* _INSTRUCTIONS TO FOLLOW_:
Return the lines below verbatim, starting with the line containing "Note: for every instance of the dark" and ending with the line containing "[[124, 14]]", both included.

* _Collected data entries_:
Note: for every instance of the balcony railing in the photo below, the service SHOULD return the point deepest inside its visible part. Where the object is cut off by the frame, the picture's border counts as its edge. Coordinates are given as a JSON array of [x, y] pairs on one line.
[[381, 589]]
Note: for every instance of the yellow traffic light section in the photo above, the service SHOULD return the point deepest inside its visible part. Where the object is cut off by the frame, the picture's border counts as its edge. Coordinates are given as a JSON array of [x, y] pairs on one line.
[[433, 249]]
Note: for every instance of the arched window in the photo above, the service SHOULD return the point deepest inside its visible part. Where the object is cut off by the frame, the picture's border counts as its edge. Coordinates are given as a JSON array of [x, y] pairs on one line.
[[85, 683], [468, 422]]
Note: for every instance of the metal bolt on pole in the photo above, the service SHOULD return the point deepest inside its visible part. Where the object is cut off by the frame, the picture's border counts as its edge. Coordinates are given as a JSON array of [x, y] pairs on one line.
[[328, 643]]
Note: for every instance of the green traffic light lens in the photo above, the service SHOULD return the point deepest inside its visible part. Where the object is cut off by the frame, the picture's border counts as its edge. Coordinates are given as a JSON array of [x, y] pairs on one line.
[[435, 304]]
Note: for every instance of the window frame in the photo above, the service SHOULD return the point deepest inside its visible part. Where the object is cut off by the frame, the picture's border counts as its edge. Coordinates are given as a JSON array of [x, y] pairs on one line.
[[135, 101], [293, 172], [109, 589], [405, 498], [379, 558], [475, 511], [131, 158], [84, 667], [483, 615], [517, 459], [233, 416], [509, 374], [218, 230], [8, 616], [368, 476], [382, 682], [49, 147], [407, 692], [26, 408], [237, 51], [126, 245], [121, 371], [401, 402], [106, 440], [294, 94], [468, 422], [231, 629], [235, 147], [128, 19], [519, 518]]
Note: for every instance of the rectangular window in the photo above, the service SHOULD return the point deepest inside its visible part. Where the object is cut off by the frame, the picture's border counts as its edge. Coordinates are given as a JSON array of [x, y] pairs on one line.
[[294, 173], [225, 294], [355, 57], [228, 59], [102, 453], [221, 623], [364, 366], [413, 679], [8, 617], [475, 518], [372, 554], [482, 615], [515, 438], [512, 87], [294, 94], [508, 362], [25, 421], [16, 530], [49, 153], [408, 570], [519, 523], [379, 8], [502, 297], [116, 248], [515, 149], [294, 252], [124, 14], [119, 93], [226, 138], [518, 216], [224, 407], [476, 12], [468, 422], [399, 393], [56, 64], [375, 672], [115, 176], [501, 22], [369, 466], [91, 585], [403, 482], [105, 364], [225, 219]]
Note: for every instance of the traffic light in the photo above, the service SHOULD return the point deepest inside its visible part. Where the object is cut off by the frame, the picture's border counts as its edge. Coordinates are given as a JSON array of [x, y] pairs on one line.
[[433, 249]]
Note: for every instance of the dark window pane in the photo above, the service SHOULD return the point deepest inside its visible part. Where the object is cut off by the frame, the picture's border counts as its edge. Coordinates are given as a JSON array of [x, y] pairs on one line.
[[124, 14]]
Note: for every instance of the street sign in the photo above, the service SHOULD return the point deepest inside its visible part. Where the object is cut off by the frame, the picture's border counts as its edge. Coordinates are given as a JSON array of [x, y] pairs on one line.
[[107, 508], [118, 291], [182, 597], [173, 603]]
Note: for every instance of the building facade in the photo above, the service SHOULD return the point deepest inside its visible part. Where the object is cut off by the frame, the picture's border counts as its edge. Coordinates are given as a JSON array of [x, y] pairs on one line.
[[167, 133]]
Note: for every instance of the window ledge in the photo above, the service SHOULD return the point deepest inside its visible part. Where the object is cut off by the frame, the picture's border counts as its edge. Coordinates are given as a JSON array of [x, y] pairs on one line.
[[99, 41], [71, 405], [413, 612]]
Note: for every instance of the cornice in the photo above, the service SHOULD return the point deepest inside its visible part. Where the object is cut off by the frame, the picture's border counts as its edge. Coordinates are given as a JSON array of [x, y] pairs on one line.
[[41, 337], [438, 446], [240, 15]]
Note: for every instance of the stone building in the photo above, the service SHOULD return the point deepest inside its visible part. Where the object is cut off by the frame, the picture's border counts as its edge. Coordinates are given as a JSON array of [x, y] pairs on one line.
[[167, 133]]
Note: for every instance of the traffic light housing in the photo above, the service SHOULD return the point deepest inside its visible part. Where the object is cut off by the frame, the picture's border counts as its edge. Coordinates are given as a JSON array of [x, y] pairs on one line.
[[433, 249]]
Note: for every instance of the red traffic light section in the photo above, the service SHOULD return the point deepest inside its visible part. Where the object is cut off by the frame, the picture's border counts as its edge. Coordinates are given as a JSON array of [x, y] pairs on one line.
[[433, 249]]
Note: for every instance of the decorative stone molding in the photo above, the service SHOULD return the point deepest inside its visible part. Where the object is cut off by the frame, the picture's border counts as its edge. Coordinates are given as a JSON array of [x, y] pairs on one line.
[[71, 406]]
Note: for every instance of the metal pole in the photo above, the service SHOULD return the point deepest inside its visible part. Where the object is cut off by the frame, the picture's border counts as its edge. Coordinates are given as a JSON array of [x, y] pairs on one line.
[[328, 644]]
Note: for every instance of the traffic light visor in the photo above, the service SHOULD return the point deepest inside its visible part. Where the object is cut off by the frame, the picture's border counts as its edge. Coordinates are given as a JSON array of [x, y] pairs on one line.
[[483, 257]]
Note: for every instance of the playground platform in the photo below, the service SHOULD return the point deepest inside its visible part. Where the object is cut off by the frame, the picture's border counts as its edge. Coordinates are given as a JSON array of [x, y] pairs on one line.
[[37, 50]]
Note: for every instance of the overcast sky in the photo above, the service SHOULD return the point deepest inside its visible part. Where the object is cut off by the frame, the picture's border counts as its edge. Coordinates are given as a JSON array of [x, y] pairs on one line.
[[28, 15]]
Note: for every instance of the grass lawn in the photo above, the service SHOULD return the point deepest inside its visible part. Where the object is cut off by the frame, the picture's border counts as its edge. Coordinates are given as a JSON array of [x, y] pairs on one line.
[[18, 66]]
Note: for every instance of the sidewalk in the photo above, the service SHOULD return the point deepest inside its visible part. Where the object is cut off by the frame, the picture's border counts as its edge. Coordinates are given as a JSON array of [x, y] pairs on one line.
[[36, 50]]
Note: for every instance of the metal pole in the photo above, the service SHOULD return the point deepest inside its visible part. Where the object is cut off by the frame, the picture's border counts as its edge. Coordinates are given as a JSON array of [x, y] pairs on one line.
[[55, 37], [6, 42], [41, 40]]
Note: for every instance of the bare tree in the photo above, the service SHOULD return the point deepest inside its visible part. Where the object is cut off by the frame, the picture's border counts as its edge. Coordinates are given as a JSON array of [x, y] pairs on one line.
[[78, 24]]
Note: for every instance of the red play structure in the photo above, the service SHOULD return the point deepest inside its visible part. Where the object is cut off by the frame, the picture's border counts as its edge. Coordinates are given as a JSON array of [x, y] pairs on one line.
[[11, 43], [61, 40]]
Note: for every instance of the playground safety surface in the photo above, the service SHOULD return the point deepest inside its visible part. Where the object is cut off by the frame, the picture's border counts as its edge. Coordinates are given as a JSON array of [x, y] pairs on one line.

* _ANSWER TO THE TASK_:
Note: for every instance of the dark window pane in the photo above, the service SHOULD return the point deepest inside its visible part. Where the object is cut off by the frame, the picture's border counts as its edge. Coordinates are given as a JSON array of [x, y] pairs on one line.
[[124, 14]]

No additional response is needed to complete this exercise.